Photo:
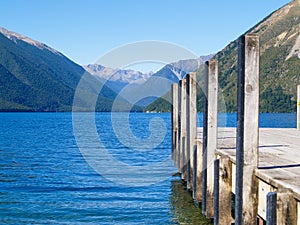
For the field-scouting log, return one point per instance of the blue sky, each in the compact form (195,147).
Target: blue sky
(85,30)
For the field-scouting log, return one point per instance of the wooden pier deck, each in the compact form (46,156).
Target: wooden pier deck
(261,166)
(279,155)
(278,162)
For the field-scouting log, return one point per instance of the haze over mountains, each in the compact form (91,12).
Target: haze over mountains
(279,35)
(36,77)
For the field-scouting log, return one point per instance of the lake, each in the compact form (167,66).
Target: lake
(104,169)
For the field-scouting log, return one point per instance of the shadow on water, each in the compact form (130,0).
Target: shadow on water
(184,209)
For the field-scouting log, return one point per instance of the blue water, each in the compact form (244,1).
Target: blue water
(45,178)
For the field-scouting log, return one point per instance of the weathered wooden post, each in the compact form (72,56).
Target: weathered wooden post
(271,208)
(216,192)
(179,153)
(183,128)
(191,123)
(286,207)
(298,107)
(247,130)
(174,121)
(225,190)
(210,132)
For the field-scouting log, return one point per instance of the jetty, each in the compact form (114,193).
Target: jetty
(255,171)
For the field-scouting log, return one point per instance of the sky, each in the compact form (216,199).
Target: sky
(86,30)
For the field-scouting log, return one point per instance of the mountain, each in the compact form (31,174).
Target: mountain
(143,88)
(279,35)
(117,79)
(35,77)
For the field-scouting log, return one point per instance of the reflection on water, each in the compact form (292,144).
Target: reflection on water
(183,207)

****

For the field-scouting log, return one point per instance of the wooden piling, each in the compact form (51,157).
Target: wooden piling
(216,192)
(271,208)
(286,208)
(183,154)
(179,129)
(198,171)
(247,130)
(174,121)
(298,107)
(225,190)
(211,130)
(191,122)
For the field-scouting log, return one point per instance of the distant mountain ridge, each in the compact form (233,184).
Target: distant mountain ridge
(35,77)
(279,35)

****

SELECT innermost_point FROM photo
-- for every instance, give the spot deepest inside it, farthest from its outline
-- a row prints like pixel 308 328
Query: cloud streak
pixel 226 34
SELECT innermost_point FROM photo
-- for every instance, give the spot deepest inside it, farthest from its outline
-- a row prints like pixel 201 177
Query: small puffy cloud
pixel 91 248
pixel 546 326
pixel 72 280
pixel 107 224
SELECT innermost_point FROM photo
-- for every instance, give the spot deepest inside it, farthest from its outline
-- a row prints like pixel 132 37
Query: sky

****

# Written problem
Pick out every line in the listing above that contains the word "ridge", and copy each such line in full.

# Result
For the field-scouting log, return one point per instance of the distant mountain ridge, each in the compact form (233,184).
Target: distant mountain ridge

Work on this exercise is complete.